| TASK BRIEF |
Go through the lines below and retype each one exactly.

Excerpts from a dataset:
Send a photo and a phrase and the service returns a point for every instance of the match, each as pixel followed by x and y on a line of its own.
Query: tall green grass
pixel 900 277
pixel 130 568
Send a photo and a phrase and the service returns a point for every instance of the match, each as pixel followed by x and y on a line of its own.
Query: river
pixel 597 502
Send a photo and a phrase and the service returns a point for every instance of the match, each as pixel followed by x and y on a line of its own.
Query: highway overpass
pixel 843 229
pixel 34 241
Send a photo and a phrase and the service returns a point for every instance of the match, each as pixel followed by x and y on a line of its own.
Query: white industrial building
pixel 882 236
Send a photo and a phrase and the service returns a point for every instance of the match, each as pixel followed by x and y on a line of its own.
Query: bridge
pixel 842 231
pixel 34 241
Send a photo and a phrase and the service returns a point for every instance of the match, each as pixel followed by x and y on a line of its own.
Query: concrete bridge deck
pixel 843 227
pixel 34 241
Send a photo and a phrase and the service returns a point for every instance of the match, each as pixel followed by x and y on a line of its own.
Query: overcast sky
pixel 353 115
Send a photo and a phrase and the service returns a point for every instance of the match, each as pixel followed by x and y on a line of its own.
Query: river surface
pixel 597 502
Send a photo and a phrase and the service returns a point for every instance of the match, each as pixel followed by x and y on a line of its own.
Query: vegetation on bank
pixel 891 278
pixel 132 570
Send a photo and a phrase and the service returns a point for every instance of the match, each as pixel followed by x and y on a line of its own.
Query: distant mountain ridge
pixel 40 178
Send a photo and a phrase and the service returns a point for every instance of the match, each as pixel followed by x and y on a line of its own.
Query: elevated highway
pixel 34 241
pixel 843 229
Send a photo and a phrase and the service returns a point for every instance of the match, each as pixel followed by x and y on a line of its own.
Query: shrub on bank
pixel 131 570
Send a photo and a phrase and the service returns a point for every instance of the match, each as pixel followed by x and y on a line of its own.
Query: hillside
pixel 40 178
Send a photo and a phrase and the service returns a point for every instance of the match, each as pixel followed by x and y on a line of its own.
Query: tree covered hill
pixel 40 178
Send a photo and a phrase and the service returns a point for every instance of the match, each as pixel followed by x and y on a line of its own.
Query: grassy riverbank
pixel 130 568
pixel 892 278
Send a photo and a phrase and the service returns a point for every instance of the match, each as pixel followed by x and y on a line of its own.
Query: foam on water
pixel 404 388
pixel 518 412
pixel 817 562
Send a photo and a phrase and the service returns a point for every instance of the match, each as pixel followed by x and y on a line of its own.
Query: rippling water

| ANSWER SECTION |
Send a photo and a phrase and the service returns a point for every instance of the match, each as pixel followed by x and y on a line of its own.
Query: tall green grass
pixel 900 277
pixel 130 568
Send a photo and a phrase and the service returns a point for every instance of the match, each as pixel followed by x and y on a line of its own.
Query: river
pixel 597 502
Send a photo and a phrase and the service returns a point for every instance of the match, each as pixel followed by x and y on a line of its own.
Query: highway overpass
pixel 843 229
pixel 34 241
Send a photo and a phrase and the service returns a point for every instance of the match, each as pixel followed by x and y on a line of its own.
Query: white industrial building
pixel 882 236
Send a photo and a phrase and the service returns a point for every instance of the match, each as pixel followed by x and y on a line of its own.
Query: bridge
pixel 842 231
pixel 34 241
Send a photo and a phrase and the service returns a point for every instance of the match, each as pixel followed by x and y on a line of its own.
Query: concrete bridge deck
pixel 843 227
pixel 34 241
Send a photo and a phrase and the service returns a point for every instance of the match, each as pixel followed by x and y on a line of its own.
Query: overcast sky
pixel 353 115
Send a photo and a phrase and the service returns a point for every instance of the match, each as pixel followed by x and y on a line of its own.
Query: river surface
pixel 597 502
Send a photo and a phrase and the service returns a point for every instance of the match, each as pixel followed by x and y on a line of its own.
Query: vegetation on bank
pixel 891 278
pixel 132 570
Send a photo and a phrase and the service returns a point for every instance of the match, each as pixel followed by x and y on a line of its own.
Query: distant mountain ridge
pixel 40 178
Send a photo and a phrase and the service returns a point for every instance of the match, each as pixel followed by x and y on a line of its own.
Query: elevated highway
pixel 34 241
pixel 843 229
Send a photo and a phrase and the service returns a point for every instance of the match, each as pixel followed by x and y on a line of its own.
Query: shrub on bank
pixel 131 570
Send a photo and a phrase and the service returns a point for every instance of the match, each as pixel followed by x and y on a line of its own.
Query: hillside
pixel 40 178
Send a photo and a phrase and the service returns a point for every instance of the match, each as pixel followed by x and y on a line of its own.
Query: tree covered hill
pixel 40 178
Send a photo and a phrase and the service returns a point for every instance of the match, each as pixel followed by x and y on a line of its own.
Query: grassy riverbank
pixel 130 568
pixel 892 278
Send a photo and a phrase and the service returns a point for every instance of the match, each as pixel followed by x and y on a line of its own.
Query: foam on water
pixel 404 388
pixel 518 412
pixel 817 562
Send a photo and a phrase and the service returns a point for every instance of the match, each as pixel followed by x and y on a line of its own.
Query: rippling water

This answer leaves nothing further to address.